◆ Entries ◆
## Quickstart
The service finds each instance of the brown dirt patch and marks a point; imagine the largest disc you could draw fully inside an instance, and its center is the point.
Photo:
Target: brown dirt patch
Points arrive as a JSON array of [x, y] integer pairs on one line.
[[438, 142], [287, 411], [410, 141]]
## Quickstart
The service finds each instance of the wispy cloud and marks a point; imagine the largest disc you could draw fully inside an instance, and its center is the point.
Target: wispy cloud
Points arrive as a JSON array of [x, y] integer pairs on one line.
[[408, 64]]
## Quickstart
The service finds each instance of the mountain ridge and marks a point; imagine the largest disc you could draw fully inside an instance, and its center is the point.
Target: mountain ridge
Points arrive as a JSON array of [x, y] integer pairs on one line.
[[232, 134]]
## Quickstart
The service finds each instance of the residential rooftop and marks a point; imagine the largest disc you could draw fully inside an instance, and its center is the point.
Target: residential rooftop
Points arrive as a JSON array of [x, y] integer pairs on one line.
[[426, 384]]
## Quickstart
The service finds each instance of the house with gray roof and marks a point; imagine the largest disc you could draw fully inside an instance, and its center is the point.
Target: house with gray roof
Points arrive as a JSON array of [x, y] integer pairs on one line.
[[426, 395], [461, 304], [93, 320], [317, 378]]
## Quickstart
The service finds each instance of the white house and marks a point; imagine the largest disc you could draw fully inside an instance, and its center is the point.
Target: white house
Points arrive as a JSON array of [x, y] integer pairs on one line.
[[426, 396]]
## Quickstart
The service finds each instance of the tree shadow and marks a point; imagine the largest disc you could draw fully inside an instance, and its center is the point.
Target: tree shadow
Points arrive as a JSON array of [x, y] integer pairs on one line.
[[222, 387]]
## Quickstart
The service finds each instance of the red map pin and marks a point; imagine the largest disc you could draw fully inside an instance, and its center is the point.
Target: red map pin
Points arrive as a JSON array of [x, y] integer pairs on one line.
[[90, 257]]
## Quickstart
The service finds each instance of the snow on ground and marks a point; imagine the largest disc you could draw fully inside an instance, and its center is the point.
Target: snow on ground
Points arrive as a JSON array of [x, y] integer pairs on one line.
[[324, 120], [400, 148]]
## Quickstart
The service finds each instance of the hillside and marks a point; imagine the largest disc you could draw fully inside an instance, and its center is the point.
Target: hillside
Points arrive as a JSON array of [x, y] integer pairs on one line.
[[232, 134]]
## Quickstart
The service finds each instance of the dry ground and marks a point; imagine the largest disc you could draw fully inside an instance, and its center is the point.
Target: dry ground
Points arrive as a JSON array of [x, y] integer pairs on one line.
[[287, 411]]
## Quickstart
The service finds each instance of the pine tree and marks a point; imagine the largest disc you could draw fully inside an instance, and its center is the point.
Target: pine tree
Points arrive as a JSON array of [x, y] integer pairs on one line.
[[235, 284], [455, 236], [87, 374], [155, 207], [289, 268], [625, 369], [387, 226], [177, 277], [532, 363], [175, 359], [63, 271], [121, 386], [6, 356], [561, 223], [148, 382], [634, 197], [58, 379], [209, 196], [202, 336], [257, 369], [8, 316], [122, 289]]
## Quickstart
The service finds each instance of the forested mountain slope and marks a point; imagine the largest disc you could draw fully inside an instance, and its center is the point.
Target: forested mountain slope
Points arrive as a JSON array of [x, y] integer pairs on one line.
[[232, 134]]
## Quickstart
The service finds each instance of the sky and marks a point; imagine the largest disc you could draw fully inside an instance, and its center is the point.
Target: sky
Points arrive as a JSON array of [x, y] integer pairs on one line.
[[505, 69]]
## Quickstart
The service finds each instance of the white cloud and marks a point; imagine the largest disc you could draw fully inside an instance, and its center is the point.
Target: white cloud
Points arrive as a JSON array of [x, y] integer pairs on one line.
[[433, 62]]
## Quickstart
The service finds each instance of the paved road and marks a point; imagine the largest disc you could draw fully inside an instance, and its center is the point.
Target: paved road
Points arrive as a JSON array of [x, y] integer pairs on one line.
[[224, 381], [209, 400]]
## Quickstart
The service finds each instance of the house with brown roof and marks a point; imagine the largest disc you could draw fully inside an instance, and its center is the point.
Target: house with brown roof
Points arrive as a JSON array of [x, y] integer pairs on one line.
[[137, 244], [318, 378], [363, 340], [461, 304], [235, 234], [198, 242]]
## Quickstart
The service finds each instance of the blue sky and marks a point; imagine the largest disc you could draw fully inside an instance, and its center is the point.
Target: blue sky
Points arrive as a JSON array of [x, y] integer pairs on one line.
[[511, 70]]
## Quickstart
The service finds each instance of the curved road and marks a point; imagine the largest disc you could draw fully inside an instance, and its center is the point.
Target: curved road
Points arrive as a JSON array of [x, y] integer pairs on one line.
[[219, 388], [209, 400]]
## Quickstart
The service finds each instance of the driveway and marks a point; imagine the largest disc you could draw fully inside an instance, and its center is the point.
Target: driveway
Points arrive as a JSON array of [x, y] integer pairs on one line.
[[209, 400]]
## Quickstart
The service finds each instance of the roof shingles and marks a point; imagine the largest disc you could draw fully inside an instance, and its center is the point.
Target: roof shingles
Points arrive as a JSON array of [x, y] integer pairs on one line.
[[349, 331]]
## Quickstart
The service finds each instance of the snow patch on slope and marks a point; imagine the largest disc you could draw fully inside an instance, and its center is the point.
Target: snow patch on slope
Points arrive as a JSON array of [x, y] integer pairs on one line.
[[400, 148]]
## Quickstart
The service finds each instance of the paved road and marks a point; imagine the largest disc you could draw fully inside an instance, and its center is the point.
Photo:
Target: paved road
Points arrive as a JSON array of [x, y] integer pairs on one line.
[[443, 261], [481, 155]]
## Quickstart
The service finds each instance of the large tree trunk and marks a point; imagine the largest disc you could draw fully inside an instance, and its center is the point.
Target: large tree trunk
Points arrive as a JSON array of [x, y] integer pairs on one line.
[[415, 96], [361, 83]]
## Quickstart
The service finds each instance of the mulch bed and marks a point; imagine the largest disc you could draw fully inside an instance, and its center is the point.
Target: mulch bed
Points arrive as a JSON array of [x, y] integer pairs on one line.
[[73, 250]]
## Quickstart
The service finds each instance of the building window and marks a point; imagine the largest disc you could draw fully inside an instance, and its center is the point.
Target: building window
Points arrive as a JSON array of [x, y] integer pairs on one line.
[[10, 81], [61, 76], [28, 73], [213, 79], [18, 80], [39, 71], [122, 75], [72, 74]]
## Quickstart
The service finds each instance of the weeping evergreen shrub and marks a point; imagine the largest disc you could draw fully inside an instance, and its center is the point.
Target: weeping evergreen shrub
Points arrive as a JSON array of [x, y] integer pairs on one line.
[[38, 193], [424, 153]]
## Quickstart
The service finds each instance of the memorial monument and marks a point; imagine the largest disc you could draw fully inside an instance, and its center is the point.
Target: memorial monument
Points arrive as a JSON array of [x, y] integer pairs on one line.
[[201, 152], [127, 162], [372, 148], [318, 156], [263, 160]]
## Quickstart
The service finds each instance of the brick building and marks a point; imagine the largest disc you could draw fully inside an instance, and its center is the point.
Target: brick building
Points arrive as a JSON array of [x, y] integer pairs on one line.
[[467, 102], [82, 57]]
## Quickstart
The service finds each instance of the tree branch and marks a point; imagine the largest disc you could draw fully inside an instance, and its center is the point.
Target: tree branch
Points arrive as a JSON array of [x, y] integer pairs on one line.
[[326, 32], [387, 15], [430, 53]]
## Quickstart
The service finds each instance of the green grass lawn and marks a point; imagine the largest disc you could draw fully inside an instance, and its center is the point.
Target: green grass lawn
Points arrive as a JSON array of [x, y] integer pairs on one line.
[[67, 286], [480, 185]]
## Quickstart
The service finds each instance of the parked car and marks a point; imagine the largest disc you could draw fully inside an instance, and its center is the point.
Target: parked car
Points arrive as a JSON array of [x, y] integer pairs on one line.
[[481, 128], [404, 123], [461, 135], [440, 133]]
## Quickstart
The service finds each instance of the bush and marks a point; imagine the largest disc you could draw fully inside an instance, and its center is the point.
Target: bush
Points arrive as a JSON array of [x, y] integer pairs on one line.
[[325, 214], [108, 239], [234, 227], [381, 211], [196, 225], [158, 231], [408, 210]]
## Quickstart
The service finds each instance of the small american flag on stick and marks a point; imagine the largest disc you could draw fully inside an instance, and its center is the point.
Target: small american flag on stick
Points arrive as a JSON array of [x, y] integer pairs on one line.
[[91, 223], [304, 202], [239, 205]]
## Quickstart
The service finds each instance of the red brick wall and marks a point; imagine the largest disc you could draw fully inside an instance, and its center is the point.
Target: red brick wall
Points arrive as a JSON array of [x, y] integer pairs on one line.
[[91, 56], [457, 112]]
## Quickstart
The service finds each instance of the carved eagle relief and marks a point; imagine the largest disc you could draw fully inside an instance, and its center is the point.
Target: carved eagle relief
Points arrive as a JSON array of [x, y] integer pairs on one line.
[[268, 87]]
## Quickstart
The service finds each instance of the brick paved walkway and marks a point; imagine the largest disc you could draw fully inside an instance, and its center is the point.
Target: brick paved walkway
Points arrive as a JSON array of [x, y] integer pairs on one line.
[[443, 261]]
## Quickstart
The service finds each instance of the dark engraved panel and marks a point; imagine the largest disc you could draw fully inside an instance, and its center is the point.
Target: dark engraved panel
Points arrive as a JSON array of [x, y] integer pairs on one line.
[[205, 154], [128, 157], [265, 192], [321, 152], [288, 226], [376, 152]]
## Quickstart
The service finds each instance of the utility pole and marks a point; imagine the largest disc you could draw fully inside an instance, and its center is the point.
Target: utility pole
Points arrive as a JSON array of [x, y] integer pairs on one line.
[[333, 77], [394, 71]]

◆ Problem to work on ◆
Could you format everything from the start of the items down through the line containing "[[438, 142], [287, 411], [410, 141]]" as a JSON list of strings, with one string per line and blank lines dropped?

◆ Task result ◆
[
  "## Quickstart",
  "The service finds each instance of the brown dirt patch and marks a point; imagine the largest disc you could draw fully inside an instance, and its center is the point.",
  "Photo:",
  "Target: brown dirt patch",
  "Points arrive as a JSON array of [x, y] integer pairs on one line.",
  "[[438, 142], [287, 411], [410, 141]]"
]